### Extrait de page
^^^^^^^^^^^^^^^^

L’augmentation des salaires nominaux était à peine de 2,2% en juin par rapport à l’année précédente. La hausse des revenus des ménages représentait 3,3% (a/a) en mai dernier, alors qu’après impôts, elle s’établissait à seulement 1,2%. La croissance molle des salaires n’a rien de surprenant, eu égard au niveau élevé du chômage. La sous-utilisation des ressources sur le marché du travail est telle que la hausse des salaires reste maîtrisée. De plus, soucieuses de doper leur rentabilité, les entreprises restent vigilantes sur leurs coûts.

La variation de la valorisation du patrimoine des ménages constitue en soi un levier supplémentaire sur les dépenses de consommation. On observe un redressement de la valeur nette du patrimoine des ménages (valeur des actifs déduction faite des passifs) exprimé en pourcentage du revenu disponible. La valorisation de patrimoine net des ménages semble avoir retrouvé son niveau moyen des dix dernières années, sous l’effet de la hausse des marchés actions et des prix de l’immobilier, mais aussi de la contraction du passif des ménages.

^^^^^^^^^^^^^^^^

### Extrait de données
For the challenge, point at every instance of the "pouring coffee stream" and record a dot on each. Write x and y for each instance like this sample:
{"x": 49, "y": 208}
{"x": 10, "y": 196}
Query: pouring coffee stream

^^^^^^^^^^^^^^^^

Reprenez sous forme de liste le paragraphe de l’extrait de page qui commence par « L’augmentation des salaires nominaux », en gardant ses faits principaux.

- Salaires nominaux : hausse de seulement 2,2 % en juin sur un an.
- Revenus des ménages : +3,3 % sur un an en mai, mais seulement +1,2 % après impôts.
- Cette faible hausse des salaires n’est pas surprenante, vu le chômage élevé.
- Le marché du travail est si sous-utilisé que les salaires augmentent peu.
- Les entreprises surveillent leurs coûts pour améliorer leur rentabilité.